Texte fourni:
▼

Finalement, quelle est la finalité de toute cette technique qui a envahi nos vies : principalement nous faire gagner du temps. Aller plus vite, travailler plus vite, s’informer plus vite, communiquer plus vite. On tend vers l’instantanéité. Tout ce qui dure trop longtemps est soudain perçu comme dérangeant, comme ennuyeux. Il faut faire plus de choses, il faut voir plus de choses, aller toujours plus vite dans tout. Or, notre cerveau n’a pas évolué à la même vitesse, il sature devant toutes ces données. Au contraire de se remplir de savoirs, il se fragmente en de multiples pièces sans lien les unes avec les autres, formant non pas un kaléidoscope mais plutôt un puzzle de pièces qui ne s’emboîteraient pas l’une dans l’autre. Est-ce quelque chose que nous avons décidé ? Ou cela nous a t-il été peu à peu imposé via un schéma auquel il est difficile d’échapper ? C’est notre époque, obnubilée par la rentabilité du capital qui nous pousse ainsi vers une technologie toujours plus marquée par l’idéologie d’un temps maîtrisé, devant être absolument maîtrisé. Cette idéologie est tellement imprégnée dans notre quotidien que nous ne la percevons plus. Ce n’est pas le temps ou la vie liquide imaginée par Zygmunt Bauman, c’est plutôt le temps contracté, réduit, limité dans lequel nous devons accomplir des tâches de plus en plus rapidement, souvent sans lien entre elles. Des tâches qui, si elles durent, nous exacerbent car nous avons intégré intérieurement, dans notre conscience, que chaque chose devait aller vite. Nous voulons vite apprendre, vite voyager, vite découvrir, vite manger, vite exister.

▲

Tâches à réaliser:
**A)** D'après le texte sur l'accélération de nos vies, quelle est principalement la finalité de toute la technique qui a envahi nos vies ?
**B)** Traduisez en anglais la phrase suivante du texte sur l'accélération de nos vies : « Cette idéologie est tellement imprégnée dans notre quotidien que nous ne la percevons plus. »

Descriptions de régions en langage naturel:

▼

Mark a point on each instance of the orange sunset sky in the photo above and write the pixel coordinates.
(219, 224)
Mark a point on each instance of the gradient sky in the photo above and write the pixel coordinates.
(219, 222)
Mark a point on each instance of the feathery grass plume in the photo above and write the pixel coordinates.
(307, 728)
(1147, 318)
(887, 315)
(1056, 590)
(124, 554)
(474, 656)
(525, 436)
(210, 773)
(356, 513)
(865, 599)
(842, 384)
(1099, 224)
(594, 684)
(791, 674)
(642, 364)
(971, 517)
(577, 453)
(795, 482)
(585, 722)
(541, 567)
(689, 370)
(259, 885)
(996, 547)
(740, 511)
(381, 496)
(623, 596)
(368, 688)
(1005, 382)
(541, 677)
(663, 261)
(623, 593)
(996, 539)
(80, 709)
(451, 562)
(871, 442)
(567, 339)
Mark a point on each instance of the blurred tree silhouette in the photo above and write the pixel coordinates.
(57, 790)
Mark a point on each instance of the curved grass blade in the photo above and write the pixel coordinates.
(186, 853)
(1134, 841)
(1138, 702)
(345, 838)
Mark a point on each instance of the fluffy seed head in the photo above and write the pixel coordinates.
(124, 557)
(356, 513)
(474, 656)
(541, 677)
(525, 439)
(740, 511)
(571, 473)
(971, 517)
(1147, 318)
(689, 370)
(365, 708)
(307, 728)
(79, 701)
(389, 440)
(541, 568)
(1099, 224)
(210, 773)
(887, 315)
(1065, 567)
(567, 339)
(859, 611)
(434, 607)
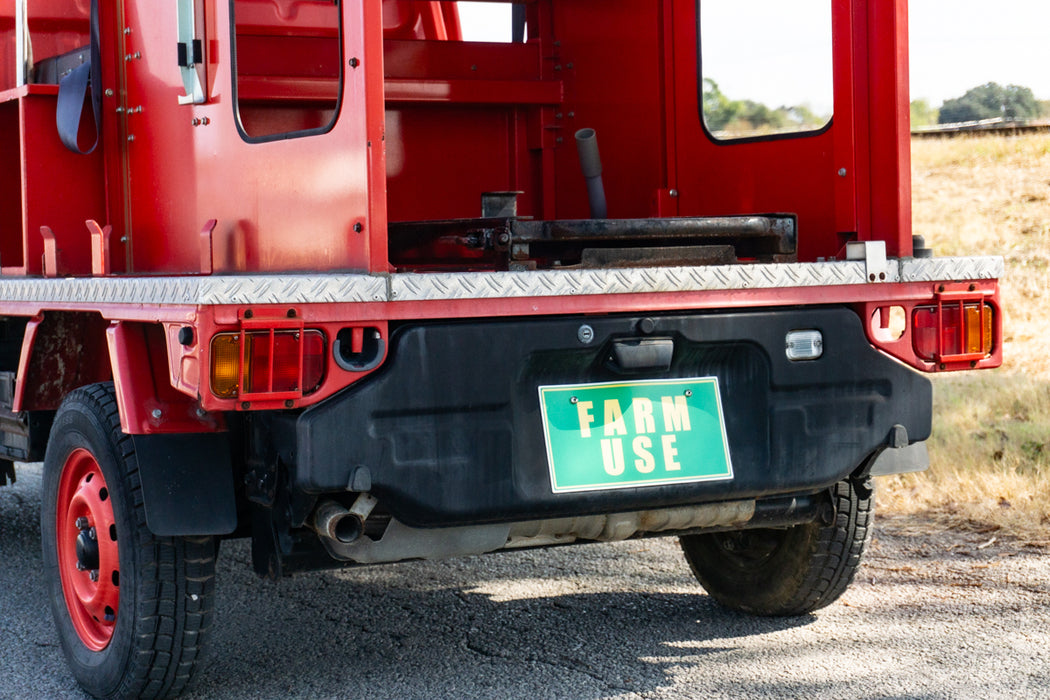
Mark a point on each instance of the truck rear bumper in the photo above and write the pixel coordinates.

▲

Réponses par tâche:
**A)** Nous faire gagner du temps.

**B)** This ideology is so ingrained in our daily lives that we no longer perceive it.